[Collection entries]

----

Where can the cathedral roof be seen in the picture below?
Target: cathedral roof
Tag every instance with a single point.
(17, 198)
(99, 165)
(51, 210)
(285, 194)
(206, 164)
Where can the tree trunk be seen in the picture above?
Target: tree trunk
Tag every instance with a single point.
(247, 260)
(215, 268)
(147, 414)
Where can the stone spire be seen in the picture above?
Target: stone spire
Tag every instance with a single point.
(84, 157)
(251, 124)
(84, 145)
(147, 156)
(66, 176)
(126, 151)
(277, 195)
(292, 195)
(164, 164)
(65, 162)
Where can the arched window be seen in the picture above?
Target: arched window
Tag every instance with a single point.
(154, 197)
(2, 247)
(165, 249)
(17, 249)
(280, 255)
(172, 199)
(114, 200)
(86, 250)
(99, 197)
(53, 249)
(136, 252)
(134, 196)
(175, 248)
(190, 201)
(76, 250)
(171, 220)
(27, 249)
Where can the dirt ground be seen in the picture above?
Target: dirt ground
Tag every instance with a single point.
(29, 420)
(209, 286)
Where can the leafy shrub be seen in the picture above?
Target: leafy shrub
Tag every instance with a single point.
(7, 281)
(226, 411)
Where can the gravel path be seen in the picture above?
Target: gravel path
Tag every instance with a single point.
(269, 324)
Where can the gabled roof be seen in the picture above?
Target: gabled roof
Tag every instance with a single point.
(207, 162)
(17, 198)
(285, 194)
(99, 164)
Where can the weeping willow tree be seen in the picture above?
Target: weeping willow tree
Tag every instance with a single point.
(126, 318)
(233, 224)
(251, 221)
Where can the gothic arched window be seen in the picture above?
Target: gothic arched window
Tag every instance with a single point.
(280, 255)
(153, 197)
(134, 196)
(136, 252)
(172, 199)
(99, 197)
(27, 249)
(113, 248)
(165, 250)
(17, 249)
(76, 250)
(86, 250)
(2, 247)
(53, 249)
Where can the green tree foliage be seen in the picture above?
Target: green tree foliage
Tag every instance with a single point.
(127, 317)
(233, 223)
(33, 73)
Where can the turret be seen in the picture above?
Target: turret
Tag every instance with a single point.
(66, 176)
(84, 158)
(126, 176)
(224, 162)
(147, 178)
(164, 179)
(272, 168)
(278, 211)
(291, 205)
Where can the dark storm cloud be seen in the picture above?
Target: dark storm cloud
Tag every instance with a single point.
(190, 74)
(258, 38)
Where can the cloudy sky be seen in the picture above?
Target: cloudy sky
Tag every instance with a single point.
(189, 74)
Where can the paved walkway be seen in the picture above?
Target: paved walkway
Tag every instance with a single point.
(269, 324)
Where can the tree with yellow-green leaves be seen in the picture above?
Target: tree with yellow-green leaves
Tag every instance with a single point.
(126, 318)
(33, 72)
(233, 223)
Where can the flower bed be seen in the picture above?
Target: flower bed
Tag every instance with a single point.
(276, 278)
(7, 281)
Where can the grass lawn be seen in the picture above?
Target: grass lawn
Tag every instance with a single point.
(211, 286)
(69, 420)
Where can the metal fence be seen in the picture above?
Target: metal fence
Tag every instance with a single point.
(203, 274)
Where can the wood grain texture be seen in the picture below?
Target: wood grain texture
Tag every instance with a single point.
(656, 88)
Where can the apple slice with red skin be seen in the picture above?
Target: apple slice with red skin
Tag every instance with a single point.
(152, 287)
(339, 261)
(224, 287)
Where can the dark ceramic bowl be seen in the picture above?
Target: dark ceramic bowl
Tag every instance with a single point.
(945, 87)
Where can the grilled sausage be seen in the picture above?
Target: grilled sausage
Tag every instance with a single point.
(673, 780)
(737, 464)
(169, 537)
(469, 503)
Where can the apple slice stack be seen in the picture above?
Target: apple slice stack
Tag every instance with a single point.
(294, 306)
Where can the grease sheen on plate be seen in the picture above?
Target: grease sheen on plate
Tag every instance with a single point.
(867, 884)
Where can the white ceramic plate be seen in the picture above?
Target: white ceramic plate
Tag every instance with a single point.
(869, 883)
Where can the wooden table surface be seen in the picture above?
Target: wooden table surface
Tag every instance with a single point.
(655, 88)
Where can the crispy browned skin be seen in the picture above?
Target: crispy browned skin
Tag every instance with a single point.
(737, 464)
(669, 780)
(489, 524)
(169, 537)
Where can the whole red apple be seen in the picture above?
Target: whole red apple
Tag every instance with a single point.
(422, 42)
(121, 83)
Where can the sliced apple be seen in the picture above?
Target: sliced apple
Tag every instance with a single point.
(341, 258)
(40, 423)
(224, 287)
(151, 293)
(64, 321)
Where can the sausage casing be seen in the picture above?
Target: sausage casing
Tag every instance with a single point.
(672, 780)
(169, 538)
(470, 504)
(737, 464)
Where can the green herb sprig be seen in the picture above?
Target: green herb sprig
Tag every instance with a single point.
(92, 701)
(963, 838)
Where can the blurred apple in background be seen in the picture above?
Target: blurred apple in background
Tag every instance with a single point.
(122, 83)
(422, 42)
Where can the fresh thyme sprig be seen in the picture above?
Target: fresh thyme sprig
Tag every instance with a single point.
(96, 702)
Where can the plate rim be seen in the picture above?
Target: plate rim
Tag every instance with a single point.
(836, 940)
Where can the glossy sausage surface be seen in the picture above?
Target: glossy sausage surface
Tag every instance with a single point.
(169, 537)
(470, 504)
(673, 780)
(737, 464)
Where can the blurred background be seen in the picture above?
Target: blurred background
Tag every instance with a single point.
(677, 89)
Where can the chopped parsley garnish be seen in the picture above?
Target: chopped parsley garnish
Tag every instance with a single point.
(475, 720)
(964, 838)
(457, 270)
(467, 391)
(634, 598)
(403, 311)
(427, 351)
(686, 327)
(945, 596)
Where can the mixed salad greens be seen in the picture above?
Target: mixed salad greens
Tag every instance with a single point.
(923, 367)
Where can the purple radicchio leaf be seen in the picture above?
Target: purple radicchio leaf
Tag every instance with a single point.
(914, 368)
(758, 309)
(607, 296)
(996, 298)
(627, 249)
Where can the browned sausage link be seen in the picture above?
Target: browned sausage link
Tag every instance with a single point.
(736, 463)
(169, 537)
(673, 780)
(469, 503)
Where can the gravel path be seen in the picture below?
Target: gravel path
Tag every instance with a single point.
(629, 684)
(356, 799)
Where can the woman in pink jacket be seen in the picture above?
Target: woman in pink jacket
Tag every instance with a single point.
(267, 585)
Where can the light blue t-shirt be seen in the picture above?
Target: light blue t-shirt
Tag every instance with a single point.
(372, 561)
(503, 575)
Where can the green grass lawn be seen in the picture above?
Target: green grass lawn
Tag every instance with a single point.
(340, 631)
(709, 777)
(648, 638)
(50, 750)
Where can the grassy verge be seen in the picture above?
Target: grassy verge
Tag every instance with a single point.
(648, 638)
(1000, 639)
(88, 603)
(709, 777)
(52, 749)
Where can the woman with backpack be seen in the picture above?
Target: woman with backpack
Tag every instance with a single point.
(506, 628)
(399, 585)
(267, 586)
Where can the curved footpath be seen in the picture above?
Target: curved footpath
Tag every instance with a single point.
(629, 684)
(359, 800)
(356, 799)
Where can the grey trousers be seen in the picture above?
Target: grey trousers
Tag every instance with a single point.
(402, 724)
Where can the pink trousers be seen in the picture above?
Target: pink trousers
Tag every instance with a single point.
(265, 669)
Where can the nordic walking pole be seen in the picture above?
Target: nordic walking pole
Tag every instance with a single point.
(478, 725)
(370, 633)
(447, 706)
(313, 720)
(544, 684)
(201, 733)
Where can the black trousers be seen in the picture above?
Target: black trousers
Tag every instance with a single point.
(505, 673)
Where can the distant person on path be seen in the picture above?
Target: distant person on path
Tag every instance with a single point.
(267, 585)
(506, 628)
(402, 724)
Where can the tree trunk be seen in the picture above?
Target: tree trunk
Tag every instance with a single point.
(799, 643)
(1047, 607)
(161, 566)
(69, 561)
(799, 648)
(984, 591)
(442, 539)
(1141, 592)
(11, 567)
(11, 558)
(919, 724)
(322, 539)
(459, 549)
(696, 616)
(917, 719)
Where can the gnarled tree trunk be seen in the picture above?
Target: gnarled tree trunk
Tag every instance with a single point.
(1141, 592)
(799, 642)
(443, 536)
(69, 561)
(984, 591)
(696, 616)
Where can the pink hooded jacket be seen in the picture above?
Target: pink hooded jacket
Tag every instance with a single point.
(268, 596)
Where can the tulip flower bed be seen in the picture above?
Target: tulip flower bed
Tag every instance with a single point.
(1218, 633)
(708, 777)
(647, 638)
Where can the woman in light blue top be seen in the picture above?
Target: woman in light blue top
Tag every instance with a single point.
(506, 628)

----

Output the lines from the line containing "Where can the woman with" to the end, both included; add nothing.

## Full output
Where can the woman with backpack be seen in the picture above?
Target: woman with backpack
Tag every instance with a single point.
(506, 628)
(399, 585)
(267, 586)
Where can the curved footpath be seen in the picture above?
Target: curved footpath
Tag every instance with a single point.
(629, 684)
(359, 800)
(356, 799)
Where can the grey trousers be seen in the picture above?
Target: grey trousers
Tag every instance with a single point.
(402, 724)
Where can the pink trousers be seen in the picture above?
Target: pink trousers
Tag every instance with a single point.
(265, 669)
Where can the nordic walking pole be seen in the picture above?
Target: nordic walking pole
Tag every instance with a single point.
(478, 725)
(370, 633)
(447, 706)
(313, 720)
(544, 684)
(201, 733)
Where can the black trousers be seen in the picture above?
Target: black trousers
Tag every instance with a single point.
(505, 673)
Where can the distant person on path be seen in the picture above?
Target: distant person on path
Tag every instance with a single point.
(267, 585)
(506, 628)
(402, 724)
Where can the tree trunk be seen in the picture above?
Target: tree trunk
Tag every instance with a single point.
(799, 643)
(1047, 607)
(161, 566)
(69, 561)
(799, 648)
(984, 591)
(442, 539)
(1141, 592)
(11, 567)
(11, 558)
(919, 724)
(322, 539)
(459, 549)
(696, 616)
(917, 719)
Where can the gnarled tree trunk be seen in the picture above?
Target: gnarled tree trunk
Tag every instance with a single point.
(1141, 592)
(799, 642)
(443, 536)
(69, 561)
(984, 591)
(696, 616)
Where can the pink hooded jacket be seen in the picture above?
Target: pink hooded jacket
Tag every instance with a single point.
(268, 596)
Where can the tulip flower bed be seen in the picture above?
Target: tulip flower bed
Tag every instance with a single point.
(1218, 633)
(708, 777)
(647, 638)
Where can the woman in light blue top be seen in the picture above?
Target: woman in light blue top
Tag every instance with a single point.
(506, 628)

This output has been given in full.